■ Aim of the task ■
Transcribe exactly the lines from the one holding "TASK = point to the lake, one" to the end of the data below, including both of those lines and no others.

________________________________________

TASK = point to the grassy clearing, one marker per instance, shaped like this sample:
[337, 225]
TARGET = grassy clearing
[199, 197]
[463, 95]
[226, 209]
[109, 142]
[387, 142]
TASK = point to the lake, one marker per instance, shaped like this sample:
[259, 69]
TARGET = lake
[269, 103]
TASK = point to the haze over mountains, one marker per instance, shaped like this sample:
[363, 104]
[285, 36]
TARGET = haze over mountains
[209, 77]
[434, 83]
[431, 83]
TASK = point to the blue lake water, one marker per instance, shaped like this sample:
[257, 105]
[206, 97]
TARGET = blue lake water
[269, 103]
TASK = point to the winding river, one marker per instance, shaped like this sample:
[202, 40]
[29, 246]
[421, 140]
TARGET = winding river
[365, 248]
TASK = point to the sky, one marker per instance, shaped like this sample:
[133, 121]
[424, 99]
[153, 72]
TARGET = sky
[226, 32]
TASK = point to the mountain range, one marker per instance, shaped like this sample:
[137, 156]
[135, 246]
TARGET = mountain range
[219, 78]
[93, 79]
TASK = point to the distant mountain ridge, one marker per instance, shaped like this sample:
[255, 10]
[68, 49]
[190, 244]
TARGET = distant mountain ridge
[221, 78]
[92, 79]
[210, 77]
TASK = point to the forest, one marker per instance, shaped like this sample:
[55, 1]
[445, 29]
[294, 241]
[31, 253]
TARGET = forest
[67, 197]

________________________________________

■ Expected answer ■
TASK = point to the lake, one marker per instance, shaped like this sample:
[259, 69]
TARGET = lake
[269, 103]
TASK = point to the haze over mountains, one marker per instance, shaped like this sample:
[363, 104]
[285, 36]
TARGET = haze over mountains
[209, 77]
[434, 83]
[431, 83]
TASK = point to the blue lake water, one marker per instance, shaped like this sample:
[257, 105]
[206, 97]
TARGET = blue lake water
[269, 103]
TASK = point to the winding river, one marker per instance, shaped like this sample:
[202, 40]
[29, 246]
[421, 140]
TARGET = winding river
[365, 248]
TASK = point to the sky, one marker per instance, shaped like this sample:
[133, 121]
[424, 99]
[153, 72]
TARGET = sky
[226, 32]
TASK = point to the mountain range, one marker per instance, shaped like this sample:
[137, 156]
[135, 246]
TARGET = mountain range
[219, 78]
[93, 79]
TASK = point to the distant mountain ridge, one marker per instance, shaped like this sample:
[255, 10]
[68, 49]
[190, 244]
TARGET = distant mountain ridge
[221, 78]
[92, 79]
[210, 77]
TASK = point to the forest, one marker per instance, shaped like this sample:
[55, 1]
[445, 29]
[294, 241]
[31, 253]
TARGET = forest
[67, 197]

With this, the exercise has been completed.